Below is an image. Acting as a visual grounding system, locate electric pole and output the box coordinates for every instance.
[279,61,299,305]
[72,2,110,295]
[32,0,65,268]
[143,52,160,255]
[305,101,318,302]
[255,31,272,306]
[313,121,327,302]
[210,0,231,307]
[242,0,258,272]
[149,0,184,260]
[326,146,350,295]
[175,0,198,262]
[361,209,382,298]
--
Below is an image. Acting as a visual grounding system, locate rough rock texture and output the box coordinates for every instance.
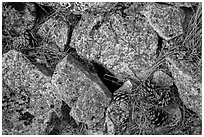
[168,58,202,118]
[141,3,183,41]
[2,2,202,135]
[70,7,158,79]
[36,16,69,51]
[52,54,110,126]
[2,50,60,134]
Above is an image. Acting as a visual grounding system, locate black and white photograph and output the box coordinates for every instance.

• SET EXERCISE
Collect every line of the material above that contains the word "Below". Case counts.

• CORRECT ANSWER
Below is an image. Acting as a visual grounding system, locate electric pole and output the box coordinates for every instance.
Below is an image. Acting as a visual grounding system, locate rough rock texture and output the box coordinates for every instance.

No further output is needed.